=== STATED PROBLEM ===
Can you express the material below as a Markdown table with the columns Row and Line, giving each line its row number, skipping blank lines and leaving out the pictures?

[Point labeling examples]
----------------

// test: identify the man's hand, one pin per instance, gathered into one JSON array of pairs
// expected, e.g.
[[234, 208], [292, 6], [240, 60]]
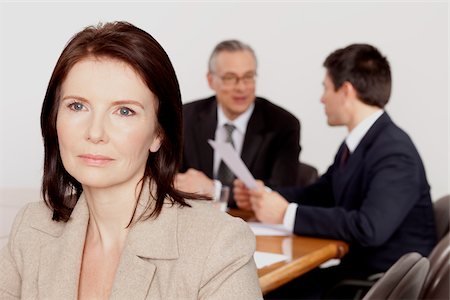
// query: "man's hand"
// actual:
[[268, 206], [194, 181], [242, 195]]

----------------

=== EXERCISE RESULT ===
| Row | Line |
|---|---|
| 1 | // test: identify the man's hand, one pin per instance, gathered into one JSON array of pairs |
| 2 | // expected, e.g. |
| 3 | [[234, 208], [292, 6], [240, 60]] |
| 4 | // query: "man's hand" |
| 5 | // actual: |
| 6 | [[268, 206], [194, 181], [242, 195]] |